▶ _Task to complete_: Count the lines in the records below that contain the string "loose". Reply with the number alone.

▶ _Materials provided_:

= Beginning of Section =

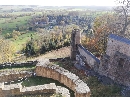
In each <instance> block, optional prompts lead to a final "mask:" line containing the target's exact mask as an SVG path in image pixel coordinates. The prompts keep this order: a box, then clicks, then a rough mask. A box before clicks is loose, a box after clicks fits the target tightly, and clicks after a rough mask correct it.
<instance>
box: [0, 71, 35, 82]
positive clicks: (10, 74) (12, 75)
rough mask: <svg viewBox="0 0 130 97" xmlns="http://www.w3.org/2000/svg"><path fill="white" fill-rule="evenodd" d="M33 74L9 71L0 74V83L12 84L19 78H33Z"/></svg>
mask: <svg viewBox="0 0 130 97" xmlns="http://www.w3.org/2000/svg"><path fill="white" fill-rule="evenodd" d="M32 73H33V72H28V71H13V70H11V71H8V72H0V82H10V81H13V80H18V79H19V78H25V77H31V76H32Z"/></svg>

= End of Section =
= Beginning of Section =

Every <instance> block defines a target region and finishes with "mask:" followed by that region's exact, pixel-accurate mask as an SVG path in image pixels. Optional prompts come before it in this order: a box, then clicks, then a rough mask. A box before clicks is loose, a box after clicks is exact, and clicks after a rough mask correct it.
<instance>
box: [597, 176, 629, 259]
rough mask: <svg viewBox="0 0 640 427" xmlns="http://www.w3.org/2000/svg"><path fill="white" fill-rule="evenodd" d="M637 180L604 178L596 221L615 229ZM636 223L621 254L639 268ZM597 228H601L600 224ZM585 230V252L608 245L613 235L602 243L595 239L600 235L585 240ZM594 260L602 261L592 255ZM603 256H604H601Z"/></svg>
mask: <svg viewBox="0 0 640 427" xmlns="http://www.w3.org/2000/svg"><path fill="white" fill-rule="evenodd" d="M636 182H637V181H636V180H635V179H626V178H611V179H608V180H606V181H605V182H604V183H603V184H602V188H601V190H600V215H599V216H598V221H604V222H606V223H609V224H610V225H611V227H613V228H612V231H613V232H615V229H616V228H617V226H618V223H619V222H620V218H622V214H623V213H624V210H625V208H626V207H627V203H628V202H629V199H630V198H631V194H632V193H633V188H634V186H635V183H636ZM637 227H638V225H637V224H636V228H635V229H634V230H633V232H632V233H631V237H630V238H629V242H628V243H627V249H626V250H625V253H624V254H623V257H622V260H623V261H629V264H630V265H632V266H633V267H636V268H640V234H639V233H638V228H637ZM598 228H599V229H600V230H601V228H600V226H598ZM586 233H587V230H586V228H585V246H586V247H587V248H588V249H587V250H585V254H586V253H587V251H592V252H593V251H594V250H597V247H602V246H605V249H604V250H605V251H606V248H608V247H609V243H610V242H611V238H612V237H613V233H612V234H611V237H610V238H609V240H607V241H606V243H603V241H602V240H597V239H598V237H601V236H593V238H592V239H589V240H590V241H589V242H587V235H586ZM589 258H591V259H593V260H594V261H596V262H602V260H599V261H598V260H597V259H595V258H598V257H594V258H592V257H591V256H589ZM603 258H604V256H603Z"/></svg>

= End of Section =
= Beginning of Section =

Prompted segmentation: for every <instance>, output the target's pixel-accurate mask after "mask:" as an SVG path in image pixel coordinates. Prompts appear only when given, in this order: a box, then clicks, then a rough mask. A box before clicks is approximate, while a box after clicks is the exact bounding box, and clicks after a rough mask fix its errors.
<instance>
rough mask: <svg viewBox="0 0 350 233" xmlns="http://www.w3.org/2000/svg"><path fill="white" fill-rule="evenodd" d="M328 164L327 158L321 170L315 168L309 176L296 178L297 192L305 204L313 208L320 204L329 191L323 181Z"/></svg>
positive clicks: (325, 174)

= End of Section =

▶ _Answer space_: 2